Stored items
◇ ◇ ◇

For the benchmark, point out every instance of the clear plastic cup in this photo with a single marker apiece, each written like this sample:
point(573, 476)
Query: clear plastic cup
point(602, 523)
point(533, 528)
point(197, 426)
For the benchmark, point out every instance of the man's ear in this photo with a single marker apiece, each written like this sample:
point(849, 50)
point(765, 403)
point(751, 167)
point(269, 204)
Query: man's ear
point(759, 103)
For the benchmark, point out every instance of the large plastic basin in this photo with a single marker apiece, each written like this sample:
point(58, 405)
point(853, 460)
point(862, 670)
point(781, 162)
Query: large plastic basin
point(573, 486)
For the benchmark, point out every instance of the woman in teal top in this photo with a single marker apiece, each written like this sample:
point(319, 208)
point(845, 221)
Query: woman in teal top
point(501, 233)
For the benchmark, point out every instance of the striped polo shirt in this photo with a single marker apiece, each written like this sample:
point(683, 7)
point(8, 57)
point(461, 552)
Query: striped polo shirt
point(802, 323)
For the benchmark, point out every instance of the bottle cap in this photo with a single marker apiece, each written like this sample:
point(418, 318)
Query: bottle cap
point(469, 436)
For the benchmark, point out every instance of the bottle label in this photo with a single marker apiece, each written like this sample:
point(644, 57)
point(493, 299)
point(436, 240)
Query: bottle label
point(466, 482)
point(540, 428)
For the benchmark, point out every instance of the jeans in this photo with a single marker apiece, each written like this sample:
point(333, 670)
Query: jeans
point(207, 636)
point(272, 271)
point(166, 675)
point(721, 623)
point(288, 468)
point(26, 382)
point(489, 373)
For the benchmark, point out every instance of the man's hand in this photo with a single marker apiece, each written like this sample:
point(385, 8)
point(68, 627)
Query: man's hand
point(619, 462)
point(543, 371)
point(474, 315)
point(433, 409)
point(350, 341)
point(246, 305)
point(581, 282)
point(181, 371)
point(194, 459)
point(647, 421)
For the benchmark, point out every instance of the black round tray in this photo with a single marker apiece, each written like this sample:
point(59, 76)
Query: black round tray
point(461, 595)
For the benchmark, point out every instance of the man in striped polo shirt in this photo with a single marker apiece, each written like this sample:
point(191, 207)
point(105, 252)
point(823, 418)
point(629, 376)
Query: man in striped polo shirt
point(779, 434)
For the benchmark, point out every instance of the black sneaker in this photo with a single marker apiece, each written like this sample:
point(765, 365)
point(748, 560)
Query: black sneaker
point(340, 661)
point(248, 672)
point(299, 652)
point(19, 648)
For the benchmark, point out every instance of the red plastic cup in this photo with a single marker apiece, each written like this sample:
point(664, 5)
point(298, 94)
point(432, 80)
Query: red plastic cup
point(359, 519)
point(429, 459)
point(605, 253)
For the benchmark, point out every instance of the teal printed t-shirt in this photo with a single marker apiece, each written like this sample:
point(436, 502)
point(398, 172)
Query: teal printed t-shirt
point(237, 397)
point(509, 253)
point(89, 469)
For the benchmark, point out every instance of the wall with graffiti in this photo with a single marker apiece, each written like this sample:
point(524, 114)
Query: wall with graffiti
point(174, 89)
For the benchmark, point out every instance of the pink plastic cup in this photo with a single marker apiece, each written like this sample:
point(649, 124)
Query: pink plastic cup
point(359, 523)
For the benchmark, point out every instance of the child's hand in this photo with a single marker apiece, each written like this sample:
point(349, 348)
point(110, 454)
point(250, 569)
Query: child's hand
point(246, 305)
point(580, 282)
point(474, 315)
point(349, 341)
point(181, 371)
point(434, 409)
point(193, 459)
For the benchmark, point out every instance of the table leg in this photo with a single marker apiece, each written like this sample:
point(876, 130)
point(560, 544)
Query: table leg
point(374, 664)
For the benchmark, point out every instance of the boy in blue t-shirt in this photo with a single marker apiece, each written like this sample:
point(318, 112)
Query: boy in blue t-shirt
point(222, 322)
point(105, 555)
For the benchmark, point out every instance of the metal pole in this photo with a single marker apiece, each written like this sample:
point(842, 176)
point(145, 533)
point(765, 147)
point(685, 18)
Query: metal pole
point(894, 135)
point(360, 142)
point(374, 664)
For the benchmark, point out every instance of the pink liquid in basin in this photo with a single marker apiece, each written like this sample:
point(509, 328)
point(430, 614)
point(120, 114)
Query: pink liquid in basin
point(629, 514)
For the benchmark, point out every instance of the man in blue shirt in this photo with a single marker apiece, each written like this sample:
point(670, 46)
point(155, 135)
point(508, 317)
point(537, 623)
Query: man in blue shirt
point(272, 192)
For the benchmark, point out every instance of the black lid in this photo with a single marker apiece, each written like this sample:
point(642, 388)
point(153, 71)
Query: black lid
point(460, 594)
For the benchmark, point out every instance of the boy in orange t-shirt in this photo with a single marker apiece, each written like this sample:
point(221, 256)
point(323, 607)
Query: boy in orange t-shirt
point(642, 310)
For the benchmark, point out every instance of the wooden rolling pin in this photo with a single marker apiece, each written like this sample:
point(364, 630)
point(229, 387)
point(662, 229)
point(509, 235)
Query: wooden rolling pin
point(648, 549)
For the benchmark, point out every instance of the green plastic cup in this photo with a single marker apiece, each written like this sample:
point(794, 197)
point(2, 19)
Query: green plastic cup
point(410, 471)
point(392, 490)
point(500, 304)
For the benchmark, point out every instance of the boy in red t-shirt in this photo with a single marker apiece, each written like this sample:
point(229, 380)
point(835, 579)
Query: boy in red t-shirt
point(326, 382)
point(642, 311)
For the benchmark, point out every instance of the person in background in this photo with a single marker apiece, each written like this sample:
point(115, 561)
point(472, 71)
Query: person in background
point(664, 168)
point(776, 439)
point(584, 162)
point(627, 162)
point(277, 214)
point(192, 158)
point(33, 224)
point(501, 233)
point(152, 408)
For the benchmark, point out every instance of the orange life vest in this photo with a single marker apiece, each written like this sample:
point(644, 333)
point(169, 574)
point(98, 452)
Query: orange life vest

◇ ◇ ◇

**Objective**. Output every line of the material above as a JSON list of strings, one string per line, leaving out blank lines.

**Written answer**.
[
  "For the benchmark, point out every instance of the clear plastic cup in this photo with a single marker apiece, each written like this sample:",
  "point(573, 476)",
  "Query: clear plastic cup",
  "point(602, 523)",
  "point(533, 528)",
  "point(197, 426)",
  "For the benchmark, point out every instance of the man's ear in this photo with a single marker apiece, each written like this sample:",
  "point(849, 50)",
  "point(765, 403)",
  "point(751, 167)",
  "point(269, 204)",
  "Query: man's ear",
  "point(759, 103)",
  "For the benchmark, point out every instance of the large plastic basin in this photo with a single marker apiece, each written like this sample:",
  "point(58, 405)",
  "point(853, 460)",
  "point(862, 670)",
  "point(781, 162)",
  "Query: large plastic basin",
  "point(573, 486)",
  "For the benchmark, point out every instance of the woman in teal top in this photo with a single marker apiece, each written like this sample:",
  "point(319, 208)",
  "point(845, 221)",
  "Query: woman in teal top",
  "point(501, 233)",
  "For the benchmark, point out every instance of the striped polo shirt in this photo with a single marker apiece, each written like this sample:",
  "point(683, 7)",
  "point(8, 57)",
  "point(461, 552)",
  "Query: striped polo shirt",
  "point(802, 323)",
  "For the benchmark, point out every instance of the bottle cap in this photo with a single marker apiece, each written like this sample:",
  "point(418, 318)",
  "Query: bottle cap",
  "point(469, 436)",
  "For the benchmark, point out every instance of the bottle label in this photo with a single marker apiece, each written like this sample:",
  "point(644, 57)",
  "point(493, 299)",
  "point(436, 240)",
  "Query: bottle label",
  "point(466, 482)",
  "point(540, 428)",
  "For the benchmark, point out every instance of the jeans in this photo with a single marker apiece, each written like this sample:",
  "point(333, 670)",
  "Query: jeans",
  "point(207, 636)",
  "point(272, 271)",
  "point(166, 675)",
  "point(721, 623)",
  "point(288, 468)",
  "point(26, 382)",
  "point(489, 373)",
  "For the benchmark, point out every instance of the man's hand in this photo with a single marker apiece, each written like this sample:",
  "point(385, 8)",
  "point(68, 627)",
  "Query: man's hand",
  "point(619, 462)",
  "point(543, 371)",
  "point(474, 315)",
  "point(433, 409)",
  "point(350, 341)",
  "point(246, 305)",
  "point(581, 282)",
  "point(181, 371)",
  "point(194, 459)",
  "point(647, 421)",
  "For the benchmark, point out every instance of the black round tray in this photo with a single marker apiece, each written like this sample:",
  "point(59, 76)",
  "Query: black round tray",
  "point(461, 595)",
  "For the benchmark, point out every instance of the man in striped polo shirt in this photo with a single marker apiece, each written like this sample:",
  "point(191, 207)",
  "point(105, 252)",
  "point(823, 418)",
  "point(629, 376)",
  "Query: man in striped polo shirt",
  "point(779, 434)",
  "For the benchmark, point out every instance of the black sneaker in this photo with a single marker apiece, each written like this sample:",
  "point(765, 365)",
  "point(748, 560)",
  "Query: black sneaker",
  "point(340, 661)",
  "point(248, 672)",
  "point(299, 652)",
  "point(19, 648)",
  "For the benchmark, point out every instance of the red plastic cup in this photo with a single marker apiece, each written like this sample:",
  "point(664, 5)",
  "point(298, 94)",
  "point(432, 80)",
  "Query: red plastic cup",
  "point(359, 519)",
  "point(429, 459)",
  "point(605, 253)",
  "For the benchmark, point out every instance of the teal printed t-shirt in this photo with a single marker apiece, each written like this sample:",
  "point(436, 502)",
  "point(398, 172)",
  "Query: teal printed t-shirt",
  "point(237, 397)",
  "point(509, 253)",
  "point(89, 469)",
  "For the benchmark, point out every instance of the wall with graffiti in this photo with a single marker apiece, each written like this sample:",
  "point(524, 114)",
  "Query: wall with graffiti",
  "point(174, 89)",
  "For the benchmark, point out every instance of the pink plastic cup in this photo with a single marker apiece, each written like this sample:",
  "point(649, 124)",
  "Query: pink plastic cup",
  "point(359, 523)",
  "For the benchmark, point out every instance of the child's hand in this photo with a single marker apiece, each written like this sample:",
  "point(349, 348)",
  "point(110, 454)",
  "point(250, 569)",
  "Query: child's hand",
  "point(246, 305)",
  "point(580, 282)",
  "point(474, 315)",
  "point(349, 341)",
  "point(181, 371)",
  "point(434, 409)",
  "point(193, 459)",
  "For the benchmark, point out every instance of the table leg in this photo with a single marker apiece, each written like this sample:",
  "point(876, 130)",
  "point(560, 544)",
  "Query: table leg",
  "point(374, 664)",
  "For the benchmark, point out every instance of the boy in blue t-shirt in this photo with a single marker apiece, each written like this sample:",
  "point(318, 112)",
  "Query: boy in blue t-shirt",
  "point(222, 322)",
  "point(105, 555)",
  "For the benchmark, point out every instance of the metal pole in this photo with a single marker apiece, each written like this sample:",
  "point(842, 176)",
  "point(145, 533)",
  "point(765, 147)",
  "point(685, 18)",
  "Query: metal pole",
  "point(894, 135)",
  "point(360, 142)",
  "point(374, 664)",
  "For the benchmark, point out every instance of the pink liquid in basin in this photo with a single marker apiece, each written like this sample:",
  "point(509, 328)",
  "point(430, 614)",
  "point(120, 114)",
  "Query: pink liquid in basin",
  "point(629, 514)",
  "For the benchmark, point out every instance of the man in blue shirt in this photo with a single marker apiece, each written like this sample:",
  "point(670, 46)",
  "point(155, 135)",
  "point(508, 317)",
  "point(537, 623)",
  "Query: man in blue shirt",
  "point(272, 192)",
  "For the benchmark, point out every instance of the black lid in this photo with a single marker apiece, each written like this sample:",
  "point(642, 388)",
  "point(153, 71)",
  "Query: black lid",
  "point(460, 594)",
  "For the benchmark, point out every instance of the boy in orange t-shirt in this photo with a single marker apiece, each written like this sample:",
  "point(221, 256)",
  "point(323, 607)",
  "Query: boy in orange t-shirt",
  "point(642, 310)",
  "For the benchmark, point out every instance of the wooden rolling pin in this photo with a single marker apiece, each written like this sample:",
  "point(364, 630)",
  "point(229, 387)",
  "point(662, 229)",
  "point(509, 235)",
  "Query: wooden rolling pin",
  "point(648, 549)",
  "For the benchmark, point out every instance of the green plastic cup in this photo with a single marker apiece, each written like this sample:",
  "point(794, 197)",
  "point(2, 19)",
  "Query: green plastic cup",
  "point(410, 471)",
  "point(392, 490)",
  "point(500, 304)",
  "For the benchmark, point out every instance of the boy in red t-shirt in this photo with a single marker apiece, each written like this sample:",
  "point(229, 380)",
  "point(835, 579)",
  "Query: boy in red t-shirt",
  "point(326, 382)",
  "point(642, 311)",
  "For the benchmark, point out every instance of the person in background in this photo with a single marker apiece, each written like this sample:",
  "point(115, 561)",
  "point(472, 71)",
  "Query: person in background",
  "point(664, 168)",
  "point(776, 439)",
  "point(584, 162)",
  "point(627, 162)",
  "point(277, 214)",
  "point(192, 158)",
  "point(33, 224)",
  "point(501, 233)",
  "point(152, 408)",
  "For the benchmark, point out every instance of the orange life vest in this photo with a single marker apiece, each written like this sample:",
  "point(644, 333)",
  "point(169, 574)",
  "point(98, 452)",
  "Query: orange life vest"
]